— Start of Items —

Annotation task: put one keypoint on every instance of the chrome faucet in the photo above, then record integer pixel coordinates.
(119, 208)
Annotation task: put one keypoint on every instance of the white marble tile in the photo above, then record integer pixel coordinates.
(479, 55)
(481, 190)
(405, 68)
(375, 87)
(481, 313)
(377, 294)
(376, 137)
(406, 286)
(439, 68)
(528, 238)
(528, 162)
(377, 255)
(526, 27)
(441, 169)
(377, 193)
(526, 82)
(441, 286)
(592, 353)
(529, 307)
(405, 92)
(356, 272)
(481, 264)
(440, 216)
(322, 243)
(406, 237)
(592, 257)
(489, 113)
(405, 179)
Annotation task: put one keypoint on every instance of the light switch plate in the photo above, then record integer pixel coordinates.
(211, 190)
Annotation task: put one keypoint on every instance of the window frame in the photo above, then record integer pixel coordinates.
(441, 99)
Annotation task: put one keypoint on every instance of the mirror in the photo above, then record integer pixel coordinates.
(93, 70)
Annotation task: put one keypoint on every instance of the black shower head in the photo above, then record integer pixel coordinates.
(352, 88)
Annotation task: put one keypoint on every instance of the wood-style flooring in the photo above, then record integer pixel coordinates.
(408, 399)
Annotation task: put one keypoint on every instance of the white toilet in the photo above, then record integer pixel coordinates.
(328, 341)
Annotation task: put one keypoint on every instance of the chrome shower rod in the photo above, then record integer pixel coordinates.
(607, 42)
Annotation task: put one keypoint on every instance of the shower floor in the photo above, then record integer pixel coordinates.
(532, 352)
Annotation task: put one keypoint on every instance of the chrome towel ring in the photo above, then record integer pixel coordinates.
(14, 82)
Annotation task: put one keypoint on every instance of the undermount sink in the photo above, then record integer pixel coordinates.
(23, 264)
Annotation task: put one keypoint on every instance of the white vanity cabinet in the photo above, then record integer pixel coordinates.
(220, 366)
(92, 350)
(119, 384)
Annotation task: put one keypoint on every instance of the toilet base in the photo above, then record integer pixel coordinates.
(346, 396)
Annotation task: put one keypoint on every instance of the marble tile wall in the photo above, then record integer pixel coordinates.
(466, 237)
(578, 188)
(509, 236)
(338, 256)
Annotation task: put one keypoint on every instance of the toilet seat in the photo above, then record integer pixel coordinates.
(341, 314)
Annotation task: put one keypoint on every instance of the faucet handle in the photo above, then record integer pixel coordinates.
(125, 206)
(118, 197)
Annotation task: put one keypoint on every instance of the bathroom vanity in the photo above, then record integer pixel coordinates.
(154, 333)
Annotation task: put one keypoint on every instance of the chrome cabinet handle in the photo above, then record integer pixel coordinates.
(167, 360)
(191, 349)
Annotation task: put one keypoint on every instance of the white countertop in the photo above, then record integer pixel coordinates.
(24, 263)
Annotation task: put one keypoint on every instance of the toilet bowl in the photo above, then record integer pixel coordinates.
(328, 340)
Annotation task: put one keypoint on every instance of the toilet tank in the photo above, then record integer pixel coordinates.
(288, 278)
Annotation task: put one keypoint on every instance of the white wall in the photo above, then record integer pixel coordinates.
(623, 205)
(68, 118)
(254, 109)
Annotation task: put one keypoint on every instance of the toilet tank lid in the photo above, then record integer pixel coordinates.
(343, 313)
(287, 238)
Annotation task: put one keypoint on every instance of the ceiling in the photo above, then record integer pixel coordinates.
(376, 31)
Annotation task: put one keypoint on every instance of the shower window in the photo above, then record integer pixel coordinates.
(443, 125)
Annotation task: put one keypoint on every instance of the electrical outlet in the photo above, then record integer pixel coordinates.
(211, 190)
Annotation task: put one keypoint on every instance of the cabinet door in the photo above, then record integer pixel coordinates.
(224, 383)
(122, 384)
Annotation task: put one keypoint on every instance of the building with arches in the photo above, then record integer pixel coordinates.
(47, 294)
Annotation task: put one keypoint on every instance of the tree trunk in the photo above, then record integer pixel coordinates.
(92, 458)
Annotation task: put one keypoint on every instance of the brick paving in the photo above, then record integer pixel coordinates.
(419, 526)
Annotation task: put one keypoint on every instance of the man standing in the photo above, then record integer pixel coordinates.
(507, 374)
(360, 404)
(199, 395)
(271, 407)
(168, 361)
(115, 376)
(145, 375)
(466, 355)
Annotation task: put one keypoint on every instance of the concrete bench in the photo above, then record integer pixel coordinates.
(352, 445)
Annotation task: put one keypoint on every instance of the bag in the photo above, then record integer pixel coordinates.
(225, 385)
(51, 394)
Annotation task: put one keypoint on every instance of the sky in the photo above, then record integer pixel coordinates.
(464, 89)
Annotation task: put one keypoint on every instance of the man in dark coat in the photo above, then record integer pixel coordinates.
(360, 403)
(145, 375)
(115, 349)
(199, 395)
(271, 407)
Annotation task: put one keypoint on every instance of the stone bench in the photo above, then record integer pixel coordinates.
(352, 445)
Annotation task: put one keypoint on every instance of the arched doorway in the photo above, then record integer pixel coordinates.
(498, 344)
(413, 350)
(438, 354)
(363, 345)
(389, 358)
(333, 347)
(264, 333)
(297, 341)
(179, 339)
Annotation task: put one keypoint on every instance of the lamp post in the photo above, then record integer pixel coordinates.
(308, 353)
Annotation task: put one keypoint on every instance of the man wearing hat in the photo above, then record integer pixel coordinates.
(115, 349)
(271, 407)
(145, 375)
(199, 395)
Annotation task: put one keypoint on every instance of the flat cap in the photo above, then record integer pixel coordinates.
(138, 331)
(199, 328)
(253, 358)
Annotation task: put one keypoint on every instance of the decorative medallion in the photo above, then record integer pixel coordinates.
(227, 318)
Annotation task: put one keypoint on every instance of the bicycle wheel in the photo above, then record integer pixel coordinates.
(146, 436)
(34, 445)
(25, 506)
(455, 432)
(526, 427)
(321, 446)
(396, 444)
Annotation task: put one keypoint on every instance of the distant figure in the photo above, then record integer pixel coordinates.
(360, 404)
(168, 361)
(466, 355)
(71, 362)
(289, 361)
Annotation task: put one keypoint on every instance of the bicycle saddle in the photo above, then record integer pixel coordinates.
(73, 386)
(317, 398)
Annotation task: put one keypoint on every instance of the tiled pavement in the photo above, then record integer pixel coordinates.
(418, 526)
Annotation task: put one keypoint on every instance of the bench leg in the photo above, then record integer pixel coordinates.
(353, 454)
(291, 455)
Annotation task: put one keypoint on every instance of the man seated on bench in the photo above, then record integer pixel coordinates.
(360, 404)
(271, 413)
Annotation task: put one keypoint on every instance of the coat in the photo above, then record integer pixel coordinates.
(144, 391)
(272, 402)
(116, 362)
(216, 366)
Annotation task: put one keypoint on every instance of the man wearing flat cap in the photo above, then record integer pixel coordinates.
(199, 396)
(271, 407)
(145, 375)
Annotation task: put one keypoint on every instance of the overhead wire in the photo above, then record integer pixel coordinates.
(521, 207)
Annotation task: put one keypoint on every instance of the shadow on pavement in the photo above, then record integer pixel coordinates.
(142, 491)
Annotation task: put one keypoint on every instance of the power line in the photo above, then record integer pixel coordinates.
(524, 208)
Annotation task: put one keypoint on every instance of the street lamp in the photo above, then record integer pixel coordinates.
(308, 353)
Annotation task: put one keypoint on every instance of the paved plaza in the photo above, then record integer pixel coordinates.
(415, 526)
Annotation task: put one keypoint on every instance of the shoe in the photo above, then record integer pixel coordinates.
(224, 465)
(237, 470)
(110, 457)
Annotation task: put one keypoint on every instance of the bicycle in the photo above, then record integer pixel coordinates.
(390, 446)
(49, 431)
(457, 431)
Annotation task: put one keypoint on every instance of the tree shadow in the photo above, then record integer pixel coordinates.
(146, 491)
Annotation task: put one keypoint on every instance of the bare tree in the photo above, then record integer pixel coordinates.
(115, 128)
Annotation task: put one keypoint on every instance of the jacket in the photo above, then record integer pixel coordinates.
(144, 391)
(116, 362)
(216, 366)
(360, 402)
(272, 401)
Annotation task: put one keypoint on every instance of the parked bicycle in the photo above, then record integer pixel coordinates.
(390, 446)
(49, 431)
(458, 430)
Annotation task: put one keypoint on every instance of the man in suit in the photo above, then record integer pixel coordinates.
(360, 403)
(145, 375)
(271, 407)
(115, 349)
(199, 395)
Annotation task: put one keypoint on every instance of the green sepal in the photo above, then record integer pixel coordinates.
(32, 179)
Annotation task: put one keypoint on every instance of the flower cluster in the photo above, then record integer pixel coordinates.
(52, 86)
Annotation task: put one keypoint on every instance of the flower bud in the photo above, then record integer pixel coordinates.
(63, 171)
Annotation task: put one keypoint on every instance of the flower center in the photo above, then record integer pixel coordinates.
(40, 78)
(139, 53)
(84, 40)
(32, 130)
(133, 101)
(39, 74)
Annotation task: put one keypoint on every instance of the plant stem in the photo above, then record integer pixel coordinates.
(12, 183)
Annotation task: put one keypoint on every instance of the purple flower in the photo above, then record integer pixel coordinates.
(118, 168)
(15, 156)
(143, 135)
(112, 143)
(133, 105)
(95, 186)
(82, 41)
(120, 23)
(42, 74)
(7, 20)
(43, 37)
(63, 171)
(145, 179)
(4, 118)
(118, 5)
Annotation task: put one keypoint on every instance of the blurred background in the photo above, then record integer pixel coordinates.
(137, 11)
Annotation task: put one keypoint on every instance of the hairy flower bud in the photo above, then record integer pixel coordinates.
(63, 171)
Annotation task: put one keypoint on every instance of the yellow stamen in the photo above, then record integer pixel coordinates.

— End of Items —

Task => Each line from the one containing "Annotation task: put one keypoint on every instance of the plant" to the end of the listing above should be copied exactly, and nothing else.

Correct answer =>
Annotation task: put one keypoint on every instance of the plant stem in the photo above, then record integer pixel coordinates.
(12, 183)
Annotation task: put one keypoint on every instance of the purple flower in the photo above, then record integer pixel coordinates.
(118, 168)
(15, 156)
(143, 135)
(112, 143)
(133, 105)
(95, 186)
(82, 41)
(120, 23)
(42, 74)
(7, 20)
(43, 37)
(63, 171)
(145, 179)
(4, 118)
(118, 5)
Annotation task: put one keypoint on every instance of the blurred background in the photo above, then record integer pixel coordinates.
(137, 11)
Annotation task: put one keypoint on every instance of the hairy flower bud in the photo above, then record integer pixel coordinates.
(63, 171)
Annotation task: put one keypoint on every instance of the yellow stamen in the photo above, then record integer pixel coordinates.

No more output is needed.